Les efforts actuellement déployés – d'après ce que j'ai compris, les États-Unis sont prêts à soutenir l'envoyé spécial de l'Onu pour la Syrie, Staffan de Mistura – visent justement à créer les conditions pour que tous les Syriens, toutes les couches de la société syrienne, puissent participer au processus politique. Certains pays s'opposent fermement au lancement de ce processus tant que le président Assad sera au pouvoir. Je crois que cette question doit être résolue par le peuple syrien lui-même. Les forces extérieures qui exercent leur influence sur différents groupes en Syrie doivent décider ce qui représente la plus grande menace: la personnalité du président syrien ou bien l'État islamique et ses semblables?

Question: D'accord. Alors que nous discutons ici avec vous de l'État islamique, Paris, au même moment, accueille une réunion de la coalition qui mène la lutte contre l'EI. Pourquoi n'y participez-vous pas?

Sergueï Lavrov: Comme je l'ai déjà dit, nous voulons voir naître une coalition dont les actions seraient fermement basées sur le droit international.

Question: Bien sûr, mais une coalition des pays arabes et occidentaux intéressés à surmonter ce conflit s'est déjà formée. La question est de savoir s'il s'agit d'une réponse rhétorique ou bien la Russie peut-elle vraiment joindre ses efforts à d'autres pays pour résoudre ce problème?

Sergueï Lavrov: Nous ne sommes pas contre ce que cette coalition fait. Après tout, son activité vise à affaiblir ce groupe terroriste cruel.

Question: Alors, pourquoi la Russie n'a-t-elle pas rejoint la coalition?

Sergueï Lavrov: La Russie luttait contre ce groupe bien avant la création de cette coalition. Nous fournissions les armes nécessaires au gouvernement irakien, quand les Américains ne voulaient pas le faire. Ils voulaient que les autorités irakiennes remplissent d'abord certaines conditions, liées à la correction des erreurs commises il y a douze ans, quand sous prétexte de la présence en Irak d'armes de destruction massive, Saddam Hussein avait été renversé et que l'administrateur de l'occupation américaine – je ne me rappelle plus de son poste – Paul Bremer avait dissout toutes les structures sunnites en Irak. Ce qui s'est passé ensuite, vous le savez bien. Nous livrons aussi des armes au gouvernement syrien pour donner à la Syrie comme à l'Irak la possibilité de lutter plus efficacement contre les terroristes sur le terrain. Tout le monde comprend et admet ouvertement que les frappes aériennes seules ne suffisent pas.

◆ Consigne:
Recopiez à l'identique, dans l'entretien sur la Syrie reproduit ci-dessus, tout le passage qui va de « Question: D'accord. Alors que » jusqu'à « le droit international. ».

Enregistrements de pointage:
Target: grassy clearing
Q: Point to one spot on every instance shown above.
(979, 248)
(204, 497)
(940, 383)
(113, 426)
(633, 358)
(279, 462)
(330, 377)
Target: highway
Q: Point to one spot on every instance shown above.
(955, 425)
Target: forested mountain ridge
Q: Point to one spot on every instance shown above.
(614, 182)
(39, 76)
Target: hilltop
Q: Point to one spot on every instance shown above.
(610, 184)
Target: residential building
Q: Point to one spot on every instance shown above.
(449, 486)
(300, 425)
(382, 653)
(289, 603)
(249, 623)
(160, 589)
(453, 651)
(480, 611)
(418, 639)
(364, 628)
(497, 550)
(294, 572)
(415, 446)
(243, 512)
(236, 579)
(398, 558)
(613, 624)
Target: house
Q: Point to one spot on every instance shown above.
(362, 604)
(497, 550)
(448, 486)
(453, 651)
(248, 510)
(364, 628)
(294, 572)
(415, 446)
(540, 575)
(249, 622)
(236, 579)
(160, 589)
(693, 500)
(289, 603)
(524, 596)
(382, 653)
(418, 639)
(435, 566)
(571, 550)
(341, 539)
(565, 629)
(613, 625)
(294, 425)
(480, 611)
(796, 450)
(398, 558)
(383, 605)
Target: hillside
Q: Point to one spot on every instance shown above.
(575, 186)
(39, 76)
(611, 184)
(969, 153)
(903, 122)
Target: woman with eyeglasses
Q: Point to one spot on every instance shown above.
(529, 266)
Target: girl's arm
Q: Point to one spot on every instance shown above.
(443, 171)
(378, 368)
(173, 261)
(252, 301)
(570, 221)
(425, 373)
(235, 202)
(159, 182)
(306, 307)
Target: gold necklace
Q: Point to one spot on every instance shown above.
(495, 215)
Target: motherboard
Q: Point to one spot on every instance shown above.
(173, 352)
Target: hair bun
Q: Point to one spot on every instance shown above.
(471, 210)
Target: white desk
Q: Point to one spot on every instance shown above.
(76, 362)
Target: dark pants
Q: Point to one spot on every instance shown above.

◆ Réponse attendue:
Question: D'accord. Alors que nous discutons ici avec vous de l'État islamique, Paris, au même moment, accueille une réunion de la coalition qui mène la lutte contre l'EI. Pourquoi n'y participez-vous pas?

Sergueï Lavrov: Comme je l'ai déjà dit, nous voulons voir naître une coalition dont les actions seraient fermement basées sur le droit international.